● **TEXT PROVIDED**
########

[The New York Times, Consortium News]
“It appears in the 29th paragraph of a 39-paragraph New York Times story on Saturday about the aftermath of the suicide bombing at Kabul airport last week that killed more than 180 people, including 13 U.S. military personnel:”
For the first time, Pentagon officials publicly acknowledged the possibility that some people killed outside the airport on Thursday might have been shot by American service members after the suicide bombing.
Investigators are looking into whether the gunfire came from Americans at the gate, or from the Islamic State.
“A Pentagon official was asked at a briefing on Saturday about whether U.S. soldiers were involved in shooting at the crowd and he neither confirmed nor denied the story.”
“The Washington Post has so far made no mention of the possible U.S. shooting.”
“CNN’s only reference so far to shooting at the airport is this: “Speaking Thursday to CNN’s Anderson Cooper, journalist and author Matthieu Aikins said he could hear ‘shooting and sirens’ from the airport less than an hour after the attack.””
In the BBC, there is “no reference to possible U.S. involvement in the shooting.”

########

● **DATA EXCERPTS**
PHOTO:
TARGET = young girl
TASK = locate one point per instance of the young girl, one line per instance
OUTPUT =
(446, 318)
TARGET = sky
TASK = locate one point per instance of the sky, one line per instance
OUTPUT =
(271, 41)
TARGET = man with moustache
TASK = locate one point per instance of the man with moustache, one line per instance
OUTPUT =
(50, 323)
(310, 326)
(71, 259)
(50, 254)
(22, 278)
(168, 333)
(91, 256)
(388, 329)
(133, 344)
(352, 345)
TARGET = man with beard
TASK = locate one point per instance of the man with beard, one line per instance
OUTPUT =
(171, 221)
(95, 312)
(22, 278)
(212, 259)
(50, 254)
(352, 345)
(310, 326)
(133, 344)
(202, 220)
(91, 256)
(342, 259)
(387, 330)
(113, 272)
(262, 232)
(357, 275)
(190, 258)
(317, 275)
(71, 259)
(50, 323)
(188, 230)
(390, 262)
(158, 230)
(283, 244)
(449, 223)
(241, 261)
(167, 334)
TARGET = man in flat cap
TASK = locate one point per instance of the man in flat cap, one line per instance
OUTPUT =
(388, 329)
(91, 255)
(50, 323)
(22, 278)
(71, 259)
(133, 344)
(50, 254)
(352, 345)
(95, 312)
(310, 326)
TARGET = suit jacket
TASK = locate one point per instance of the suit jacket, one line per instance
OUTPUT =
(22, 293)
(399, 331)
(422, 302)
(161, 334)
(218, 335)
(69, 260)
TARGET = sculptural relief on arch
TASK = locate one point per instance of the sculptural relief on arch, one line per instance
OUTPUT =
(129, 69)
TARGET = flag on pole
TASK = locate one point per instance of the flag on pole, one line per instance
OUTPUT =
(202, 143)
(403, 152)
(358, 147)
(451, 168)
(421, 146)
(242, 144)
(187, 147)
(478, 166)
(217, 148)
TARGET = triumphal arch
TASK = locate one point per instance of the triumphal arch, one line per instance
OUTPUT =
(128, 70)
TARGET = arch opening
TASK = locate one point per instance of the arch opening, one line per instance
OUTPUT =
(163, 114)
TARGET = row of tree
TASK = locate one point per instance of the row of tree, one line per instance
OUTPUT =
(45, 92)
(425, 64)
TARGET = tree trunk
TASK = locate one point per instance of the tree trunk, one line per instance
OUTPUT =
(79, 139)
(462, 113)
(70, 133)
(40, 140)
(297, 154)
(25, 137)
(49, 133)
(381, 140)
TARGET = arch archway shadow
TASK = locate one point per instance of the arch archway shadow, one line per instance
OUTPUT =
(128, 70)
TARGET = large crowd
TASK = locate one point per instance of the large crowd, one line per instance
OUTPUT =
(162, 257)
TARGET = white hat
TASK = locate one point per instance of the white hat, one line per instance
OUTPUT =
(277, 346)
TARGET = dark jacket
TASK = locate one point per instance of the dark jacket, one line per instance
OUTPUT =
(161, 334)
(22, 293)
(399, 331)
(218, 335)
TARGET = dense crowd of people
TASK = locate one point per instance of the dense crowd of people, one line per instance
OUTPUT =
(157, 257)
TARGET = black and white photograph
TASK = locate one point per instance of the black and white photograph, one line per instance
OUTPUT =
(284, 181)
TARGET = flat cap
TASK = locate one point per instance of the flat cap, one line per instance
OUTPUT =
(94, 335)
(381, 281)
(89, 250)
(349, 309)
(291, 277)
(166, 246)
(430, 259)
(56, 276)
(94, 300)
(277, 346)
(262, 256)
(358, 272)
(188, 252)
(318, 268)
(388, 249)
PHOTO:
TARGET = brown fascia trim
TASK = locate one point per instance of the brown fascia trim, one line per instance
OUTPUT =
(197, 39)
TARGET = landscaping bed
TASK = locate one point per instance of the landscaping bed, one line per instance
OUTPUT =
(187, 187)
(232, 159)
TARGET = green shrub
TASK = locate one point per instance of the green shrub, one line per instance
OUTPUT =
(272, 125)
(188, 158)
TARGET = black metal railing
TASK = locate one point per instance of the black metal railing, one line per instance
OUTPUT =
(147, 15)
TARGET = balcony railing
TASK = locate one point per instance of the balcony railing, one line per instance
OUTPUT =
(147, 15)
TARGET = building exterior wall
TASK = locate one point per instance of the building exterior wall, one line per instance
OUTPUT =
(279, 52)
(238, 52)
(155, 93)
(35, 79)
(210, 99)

########

● **PROBLEMS TO SOLVE**
1) Print the part of the Kabul airport excerpt that begins at "[The New York" and stops after "the Islamic State.".
2) Decide whether each statement agrees with the Kabul airport excerpt, giving yes or no and the exact words that settle it: (a) The bombing killed more than 180 people, 13 of them U.S. military personnel. (b) The Washington Post reported on the possible U.S. shooting. (c) A Pentagon official confirmed that U.S. soldiers shot at the crowd.
Answer from the Kabul airport excerpt alone.

● **ANSWERS TO THE TASKS**
1)
[The New York Times, Consortium News]
“It appears in the 29th paragraph of a 39-paragraph New York Times story on Saturday about the aftermath of the suicide bombing at Kabul airport last week that killed more than 180 people, including 13 U.S. military personnel:”
For the first time, Pentagon officials publicly acknowledged the possibility that some people killed outside the airport on Thursday might have been shot by American service members after the suicide bombing.
Investigators are looking into whether the gunfire came from Americans at the gate, or from the Islamic State.

2)
(a) Yes: "killed more than 180 people, including 13 U.S. military personnel"
(b) No: "The Washington Post has so far made no mention of the possible U.S. shooting."
(c) No: "he neither confirmed nor denied the story"